→ STRONA:
▬▬▬▬▬▬

Wpis z mikrobloga

Jak mnie #!$%@? te polki. Pisalem z jedną na Badoo no i jej tłumacze, że szukam odpowiedniej osoby do związku, bo jak zobaczę, że dziewczyna mnie nie kreci na pierwszym spotkaniu, to raczej się z nią później się spotkam itd. To ta mi mówi, że traktuje kobiety przedmiotowo i że nie jestem wrażliwy. Po 10 min pisania na tej śmiesznej aplikacji to stwierdziła no ja pierdo i napisała, że do spotkania nie dojdzie. To jej napisałem elo i koniec rozmowy i usunąłem parę od razu.
Teraz jestem z #rozowypasek ponad miesiąc i się pyta czy na wesele z nią pójdę. Ja jej mówię, że jestem introwertykiem i z uja nie lubię takich imprez, bo się na nich męcze przeokropnie - to już wkurzona i że będzie płakać xd. Ja tam wolę mniejsze grono ludzi i takie grono, które dobrze znam( a najlepiej we dwójkę ja + rozowa)nie lubię rozmawiać z obcymi ludźmi za bardzo no bo o czym, a o pogodzie czy o jakichś nieistotnych pierodolach nie chce mi się gadać. A musiałem się wyżalić xd

#polka
#tinder
#badoo
#badoo
  • 17
  • Odpowiedz
@Espance: Też jestem introwertykiem, ale nie wyobrażam sobie nie pójść ze swoim niebieskim na wesele xd Nieważne czy jesteśmy w związku miesiąc czy 3 lata. Mój też nie przepada za imprezami rodzinnymi czy w ogóle imprezami, ale chodzimy na nie i do jego znajomych czy rodziny i do moich, bo wystarczy, że jednej stronie na tym zależy. Jak dla twojego różowego to, żeby jej partner się z nią pokazywał na takich
  • Odpowiedz
@Espance: no ale jak dziewczyna prosi cię żebyś szedł z nią na wesele jako osoba towarzysząca to wypadałoby jednak iść XD po prostu ty jesteś trochę #!$%@? i ci się wydaje że one są #!$%@?
  • Odpowiedz
@girlsgowild: trudno, nie będę się męczył na tym #!$%@?** weselu. Mówię do niej, że wolę z nią gdzie indziej spędzić ten czas. Jak odejdzie to odejdzie - trudno - to znaczy że jednak nie kochała skoro z takiego powodu by mnie rzuciła. Znam jedną taką parę, co chłop też nie lubi wesel i jego dziewczyna sama chodzi i nie mają z tym problemu.

▬▬▬▬▬▬

→ ZEBRANY MATERIAŁ:
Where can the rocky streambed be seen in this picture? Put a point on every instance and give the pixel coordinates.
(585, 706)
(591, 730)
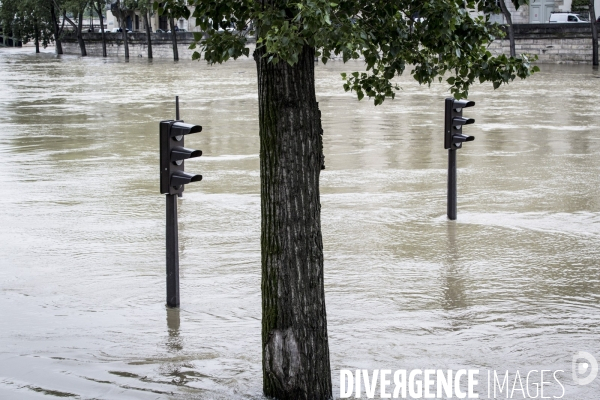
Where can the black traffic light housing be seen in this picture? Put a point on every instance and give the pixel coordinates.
(453, 136)
(172, 156)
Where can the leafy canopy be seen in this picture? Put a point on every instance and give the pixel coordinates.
(432, 37)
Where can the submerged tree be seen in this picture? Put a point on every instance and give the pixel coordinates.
(98, 6)
(27, 20)
(173, 10)
(446, 42)
(77, 7)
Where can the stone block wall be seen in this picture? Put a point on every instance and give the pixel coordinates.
(552, 43)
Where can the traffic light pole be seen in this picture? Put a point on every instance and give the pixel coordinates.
(172, 252)
(453, 140)
(173, 178)
(452, 197)
(173, 242)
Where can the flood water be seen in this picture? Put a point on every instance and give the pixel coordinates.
(513, 284)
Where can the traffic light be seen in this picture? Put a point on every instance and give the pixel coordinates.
(453, 136)
(172, 156)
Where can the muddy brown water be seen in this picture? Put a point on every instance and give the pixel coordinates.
(513, 284)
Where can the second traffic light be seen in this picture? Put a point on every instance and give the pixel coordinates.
(173, 153)
(453, 136)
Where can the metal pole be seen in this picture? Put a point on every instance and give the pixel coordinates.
(452, 184)
(172, 252)
(173, 242)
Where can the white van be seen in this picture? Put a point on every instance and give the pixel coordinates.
(566, 17)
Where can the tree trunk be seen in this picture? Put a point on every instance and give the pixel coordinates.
(594, 34)
(295, 347)
(101, 17)
(57, 30)
(80, 34)
(174, 36)
(511, 32)
(148, 34)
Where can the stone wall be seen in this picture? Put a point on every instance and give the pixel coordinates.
(552, 43)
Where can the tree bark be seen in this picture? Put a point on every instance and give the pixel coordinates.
(148, 34)
(57, 30)
(295, 347)
(511, 32)
(174, 37)
(594, 34)
(98, 7)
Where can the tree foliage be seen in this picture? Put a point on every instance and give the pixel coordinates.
(445, 42)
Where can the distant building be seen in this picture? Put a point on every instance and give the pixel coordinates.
(135, 21)
(538, 11)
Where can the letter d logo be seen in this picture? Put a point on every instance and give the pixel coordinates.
(581, 368)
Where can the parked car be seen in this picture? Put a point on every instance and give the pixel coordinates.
(566, 17)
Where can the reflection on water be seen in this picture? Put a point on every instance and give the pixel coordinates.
(512, 284)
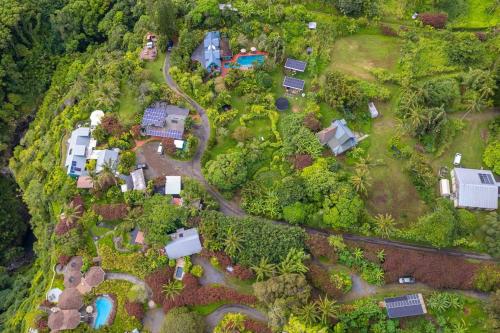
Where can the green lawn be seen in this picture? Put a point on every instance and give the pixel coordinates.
(470, 142)
(357, 55)
(129, 107)
(156, 68)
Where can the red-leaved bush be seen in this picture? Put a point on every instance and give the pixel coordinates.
(111, 212)
(256, 326)
(436, 20)
(135, 309)
(63, 259)
(434, 269)
(192, 293)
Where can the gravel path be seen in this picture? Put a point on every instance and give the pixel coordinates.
(130, 278)
(213, 319)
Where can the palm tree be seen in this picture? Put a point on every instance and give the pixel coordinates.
(70, 213)
(294, 262)
(358, 253)
(264, 269)
(361, 180)
(309, 313)
(337, 242)
(385, 225)
(233, 241)
(381, 255)
(172, 289)
(327, 309)
(473, 103)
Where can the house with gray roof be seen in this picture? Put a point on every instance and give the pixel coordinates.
(474, 188)
(164, 120)
(77, 151)
(338, 137)
(184, 243)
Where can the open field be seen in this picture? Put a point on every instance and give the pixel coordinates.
(357, 55)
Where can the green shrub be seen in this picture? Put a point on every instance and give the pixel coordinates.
(197, 271)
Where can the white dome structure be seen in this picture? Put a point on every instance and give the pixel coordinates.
(96, 117)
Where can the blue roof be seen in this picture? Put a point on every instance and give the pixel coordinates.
(211, 45)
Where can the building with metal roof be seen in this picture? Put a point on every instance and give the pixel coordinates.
(138, 180)
(184, 243)
(163, 120)
(77, 151)
(295, 65)
(293, 85)
(474, 188)
(405, 306)
(173, 185)
(338, 137)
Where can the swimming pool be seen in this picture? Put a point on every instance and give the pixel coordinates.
(103, 305)
(246, 61)
(179, 272)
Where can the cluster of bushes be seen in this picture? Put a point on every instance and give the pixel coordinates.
(249, 239)
(434, 269)
(190, 292)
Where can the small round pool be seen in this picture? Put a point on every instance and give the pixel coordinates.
(104, 306)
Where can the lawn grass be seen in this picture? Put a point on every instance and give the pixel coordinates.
(478, 16)
(156, 68)
(129, 107)
(357, 55)
(474, 135)
(391, 191)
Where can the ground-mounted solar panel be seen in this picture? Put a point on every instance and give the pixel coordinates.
(293, 83)
(295, 65)
(405, 306)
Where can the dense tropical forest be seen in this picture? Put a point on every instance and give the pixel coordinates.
(294, 238)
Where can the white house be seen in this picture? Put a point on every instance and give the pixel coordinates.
(474, 188)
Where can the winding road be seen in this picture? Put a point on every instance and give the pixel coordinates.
(233, 209)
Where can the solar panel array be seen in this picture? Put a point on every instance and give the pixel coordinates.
(154, 116)
(486, 179)
(293, 83)
(404, 306)
(295, 65)
(163, 133)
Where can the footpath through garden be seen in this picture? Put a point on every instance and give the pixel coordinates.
(232, 208)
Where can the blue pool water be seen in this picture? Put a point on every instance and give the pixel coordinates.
(246, 61)
(178, 272)
(103, 305)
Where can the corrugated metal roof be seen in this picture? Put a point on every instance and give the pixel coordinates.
(473, 193)
(186, 243)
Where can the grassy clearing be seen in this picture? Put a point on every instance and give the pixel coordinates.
(357, 55)
(156, 68)
(129, 107)
(478, 15)
(474, 135)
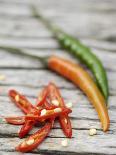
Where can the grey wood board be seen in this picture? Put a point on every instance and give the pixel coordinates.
(93, 22)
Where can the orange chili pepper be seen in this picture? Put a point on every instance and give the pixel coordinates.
(82, 79)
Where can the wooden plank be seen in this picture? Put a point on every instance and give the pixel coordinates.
(93, 23)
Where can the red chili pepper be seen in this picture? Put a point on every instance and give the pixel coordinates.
(26, 107)
(64, 120)
(29, 124)
(19, 120)
(34, 140)
(21, 101)
(49, 114)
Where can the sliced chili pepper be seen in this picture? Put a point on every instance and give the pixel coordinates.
(29, 124)
(21, 101)
(49, 114)
(79, 50)
(19, 120)
(79, 77)
(26, 107)
(34, 140)
(82, 79)
(64, 120)
(26, 128)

▬▬▬▬▬▬

→ ZADANIE DO WYKONANIA: Jak długo autor wpisu z mikrobloga jest w obecnym związku?

→ WYNIK: Ponad miesiąc.